▶ [Problems and tasks]:
(A) In the black walnut thread, retype the passage starting with "## Danno77 (Nov" and going on through "the BTU charts.".
(B) According to the black walnut thread, about how many BTU per cord does black walnut give on the charts?

▶ [Source text]:
# Who has burned black walnut?



## Badfish740 (Nov 16, 2010)

It looks as though I'm going to end up with just over a cord from the black walnut that my dad's neighbor cut down.  The straight grained pieces split almost effortlessly but the twisty parts of the tree really tested the mettle of my Lickity Splitter-some of them seemed like they tore more than split.  The thing I noticed was the really pleasant smell the wood has-I can't really describe it, it just smells good.  It seems pretty middle of the road according to the btu charts (About 20 million btu/cord)-not as good as oak, but a little better than some species of cherry and maple.  How about coaling?


----------



## struggle (Nov 16, 2010)

It will develope coals and I have burn't it several seasons. 

I would never ever turn it down. 

It works quit well.


----------



## Danno77 (Nov 16, 2010)

I burn a lot of Black Walnut. It's one of my favorite woods. I, too, love the smell. A lot of people really dislike that smell. Burn it when it's seasoned and tell me what you think. I know where it falls on the charts, but I generally feel that it's highly underrated. I've been debating whether it's a regional difference, or more recently, whether the tree coming from a stand of trees (making it grow straight and tall) produces a better wood than one that is out in the open (like a yard tree) where it can grow a large canopy.


----------



## lukem (Nov 16, 2010)

It's not the best but far from the worst.  Get it and you'll like it.  I have some I'll be burning this winter.  Did some last year and really liked it. 

I agree that it is underrated on the BTU charts.

▶ [Dataset section]:
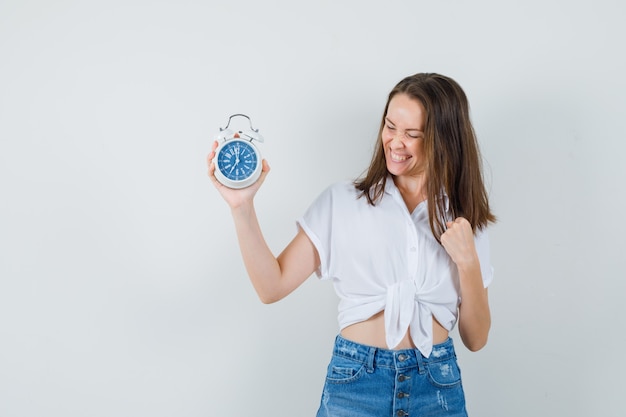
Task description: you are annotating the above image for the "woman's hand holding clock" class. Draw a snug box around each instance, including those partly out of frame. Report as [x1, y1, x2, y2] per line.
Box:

▶ [Set of answers]:
(A)
## Danno77 (Nov 16, 2010)

I burn a lot of Black Walnut. It's one of my favorite woods. I, too, love the smell. A lot of people really dislike that smell. Burn it when it's seasoned and tell me what you think. I know where it falls on the charts, but I generally feel that it's highly underrated. I've been debating whether it's a regional difference, or more recently, whether the tree coming from a stand of trees (making it grow straight and tall) produces a better wood than one that is out in the open (like a yard tree) where it can grow a large canopy.


----------



## lukem (Nov 16, 2010)

It's not the best but far from the worst.  Get it and you'll like it.  I have some I'll be burning this winter.  Did some last year and really liked it. 

I agree that it is underrated on the BTU charts.

(B) About 20 million BTU per cord.